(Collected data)
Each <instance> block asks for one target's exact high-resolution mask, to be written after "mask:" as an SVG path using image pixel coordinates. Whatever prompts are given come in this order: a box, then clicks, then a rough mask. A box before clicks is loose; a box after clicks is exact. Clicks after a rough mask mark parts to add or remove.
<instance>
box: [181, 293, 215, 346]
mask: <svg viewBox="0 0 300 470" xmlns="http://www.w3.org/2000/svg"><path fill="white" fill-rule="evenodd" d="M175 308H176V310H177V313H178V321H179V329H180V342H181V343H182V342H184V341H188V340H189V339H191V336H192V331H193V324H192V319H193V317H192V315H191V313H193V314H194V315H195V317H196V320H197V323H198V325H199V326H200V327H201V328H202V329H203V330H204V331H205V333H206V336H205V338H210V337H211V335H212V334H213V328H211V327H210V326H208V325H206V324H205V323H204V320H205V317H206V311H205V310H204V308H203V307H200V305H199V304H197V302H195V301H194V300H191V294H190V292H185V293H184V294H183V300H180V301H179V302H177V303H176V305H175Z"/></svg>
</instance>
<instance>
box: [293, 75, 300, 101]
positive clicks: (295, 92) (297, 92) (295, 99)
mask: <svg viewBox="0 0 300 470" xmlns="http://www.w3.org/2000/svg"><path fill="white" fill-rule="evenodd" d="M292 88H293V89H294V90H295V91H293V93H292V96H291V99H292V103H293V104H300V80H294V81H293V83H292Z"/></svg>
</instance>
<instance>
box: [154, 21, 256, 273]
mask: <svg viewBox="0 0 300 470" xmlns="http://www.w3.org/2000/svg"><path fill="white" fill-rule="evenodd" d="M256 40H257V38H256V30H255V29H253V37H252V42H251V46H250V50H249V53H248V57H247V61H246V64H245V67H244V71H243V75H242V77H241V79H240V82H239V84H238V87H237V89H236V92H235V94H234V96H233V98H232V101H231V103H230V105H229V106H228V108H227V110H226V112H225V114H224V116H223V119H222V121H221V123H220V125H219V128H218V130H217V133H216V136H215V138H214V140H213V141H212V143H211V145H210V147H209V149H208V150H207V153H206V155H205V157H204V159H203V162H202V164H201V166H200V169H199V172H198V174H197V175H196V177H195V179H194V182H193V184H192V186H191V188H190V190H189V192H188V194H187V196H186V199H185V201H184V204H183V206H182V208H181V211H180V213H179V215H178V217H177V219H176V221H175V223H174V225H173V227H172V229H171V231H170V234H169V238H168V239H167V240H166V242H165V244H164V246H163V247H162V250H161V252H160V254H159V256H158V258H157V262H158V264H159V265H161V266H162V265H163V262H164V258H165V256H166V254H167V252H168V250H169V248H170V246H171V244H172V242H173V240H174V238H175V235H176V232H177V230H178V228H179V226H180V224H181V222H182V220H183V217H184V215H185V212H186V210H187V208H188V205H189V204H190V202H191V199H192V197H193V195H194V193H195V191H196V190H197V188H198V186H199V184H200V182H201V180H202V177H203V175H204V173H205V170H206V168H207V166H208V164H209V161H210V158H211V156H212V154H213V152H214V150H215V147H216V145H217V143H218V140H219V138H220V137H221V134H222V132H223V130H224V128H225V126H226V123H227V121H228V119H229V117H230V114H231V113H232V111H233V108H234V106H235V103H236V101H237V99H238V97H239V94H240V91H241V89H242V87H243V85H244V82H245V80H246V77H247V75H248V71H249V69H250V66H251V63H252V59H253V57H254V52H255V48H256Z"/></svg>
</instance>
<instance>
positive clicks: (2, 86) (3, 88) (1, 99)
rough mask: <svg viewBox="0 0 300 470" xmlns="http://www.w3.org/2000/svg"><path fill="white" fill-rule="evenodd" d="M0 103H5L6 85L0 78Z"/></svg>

* Your instructions
Could you output the records in full, exactly as written?

* Result of the exercise
Each <instance> block asks for one target's exact high-resolution mask, to be written after "mask:" as an SVG path using image pixel coordinates. Whatever prompts are given come in this order: a box, then clicks, then a rough mask. A box before clicks is loose; a box after clicks is exact. Clicks after a rough mask mark parts to add or remove.
<instance>
box: [181, 293, 215, 346]
mask: <svg viewBox="0 0 300 470" xmlns="http://www.w3.org/2000/svg"><path fill="white" fill-rule="evenodd" d="M175 308H176V310H177V313H178V321H179V329H180V342H181V343H182V342H184V341H188V340H189V339H191V336H192V331H193V324H192V319H193V317H192V315H191V313H193V314H194V315H195V317H196V320H197V323H198V325H199V326H200V327H201V328H202V329H203V330H204V331H205V333H206V336H205V338H210V337H211V335H212V334H213V328H211V327H210V326H208V325H206V324H205V323H204V320H205V317H206V311H205V310H204V308H203V307H200V305H199V304H197V302H195V301H194V300H191V294H190V292H185V293H184V294H183V300H180V301H179V302H177V303H176V305H175Z"/></svg>
</instance>
<instance>
box: [293, 75, 300, 101]
positive clicks: (295, 92) (297, 92) (295, 99)
mask: <svg viewBox="0 0 300 470" xmlns="http://www.w3.org/2000/svg"><path fill="white" fill-rule="evenodd" d="M292 88H293V89H294V90H295V91H293V93H292V96H291V99H292V103H293V104H300V80H294V81H293V83H292Z"/></svg>
</instance>
<instance>
box: [154, 21, 256, 273]
mask: <svg viewBox="0 0 300 470" xmlns="http://www.w3.org/2000/svg"><path fill="white" fill-rule="evenodd" d="M256 40H257V38H256V30H255V29H253V37H252V42H251V46H250V50H249V53H248V57H247V61H246V64H245V67H244V71H243V75H242V77H241V79H240V82H239V84H238V87H237V89H236V92H235V94H234V96H233V98H232V101H231V103H230V105H229V106H228V108H227V110H226V112H225V114H224V116H223V119H222V121H221V123H220V125H219V128H218V130H217V133H216V136H215V138H214V140H213V141H212V143H211V145H210V147H209V149H208V150H207V153H206V155H205V157H204V159H203V162H202V164H201V166H200V169H199V172H198V174H197V175H196V177H195V179H194V182H193V184H192V186H191V188H190V190H189V192H188V194H187V196H186V199H185V201H184V204H183V206H182V208H181V211H180V213H179V215H178V217H177V219H176V221H175V223H174V225H173V227H172V229H171V231H170V234H169V238H168V239H167V240H166V242H165V244H164V246H163V247H162V250H161V252H160V254H159V256H158V258H157V262H158V264H159V265H161V266H162V265H163V262H164V258H165V256H166V254H167V252H168V250H169V248H170V246H171V244H172V242H173V240H174V238H175V235H176V232H177V230H178V228H179V226H180V224H181V222H182V220H183V217H184V215H185V212H186V210H187V208H188V205H189V204H190V202H191V199H192V197H193V195H194V193H195V191H196V190H197V188H198V186H199V184H200V182H201V180H202V177H203V175H204V173H205V170H206V168H207V166H208V164H209V161H210V158H211V156H212V154H213V152H214V150H215V147H216V145H217V143H218V140H219V138H220V137H221V134H222V132H223V130H224V128H225V126H226V123H227V121H228V119H229V117H230V114H231V113H232V111H233V108H234V106H235V103H236V101H237V99H238V97H239V94H240V91H241V89H242V87H243V85H244V82H245V80H246V77H247V75H248V71H249V69H250V66H251V63H252V59H253V57H254V52H255V48H256Z"/></svg>
</instance>
<instance>
positive clicks: (2, 86) (3, 88) (1, 99)
rough mask: <svg viewBox="0 0 300 470" xmlns="http://www.w3.org/2000/svg"><path fill="white" fill-rule="evenodd" d="M0 103H5L6 85L0 78Z"/></svg>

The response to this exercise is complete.